▸ STATED EXERCISE: Format the data from the line with "[locate] the dark" up to and including the line with "<point>328,175</point>" as a two-column CSV with headers "prompt" and "response", one row per item. Put each field in quotes, replace line breaks with spaces, and leave out the pictures.
━━━━━ RECORD EXTRACTS ━━━━━
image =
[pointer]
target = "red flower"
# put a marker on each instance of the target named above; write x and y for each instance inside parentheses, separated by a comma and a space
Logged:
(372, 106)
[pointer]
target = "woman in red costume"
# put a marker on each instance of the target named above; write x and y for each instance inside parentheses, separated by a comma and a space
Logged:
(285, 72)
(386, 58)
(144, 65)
━━━━━
━━━━━ RECORD EXTRACTS ━━━━━
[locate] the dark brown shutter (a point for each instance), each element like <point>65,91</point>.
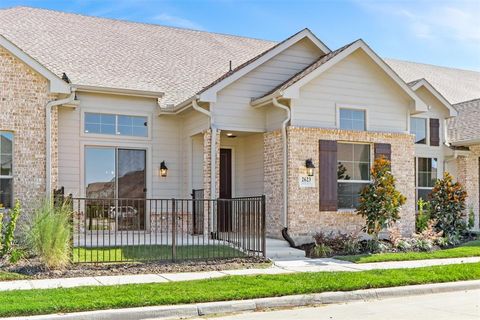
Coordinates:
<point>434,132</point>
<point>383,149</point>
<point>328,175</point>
━━━━━
▸ WORKED ANSWER:
prompt,response
"[locate] the dark brown shutter (a point for each instance), each element like <point>65,91</point>. Coordinates:","<point>434,132</point> <point>383,149</point> <point>328,175</point>"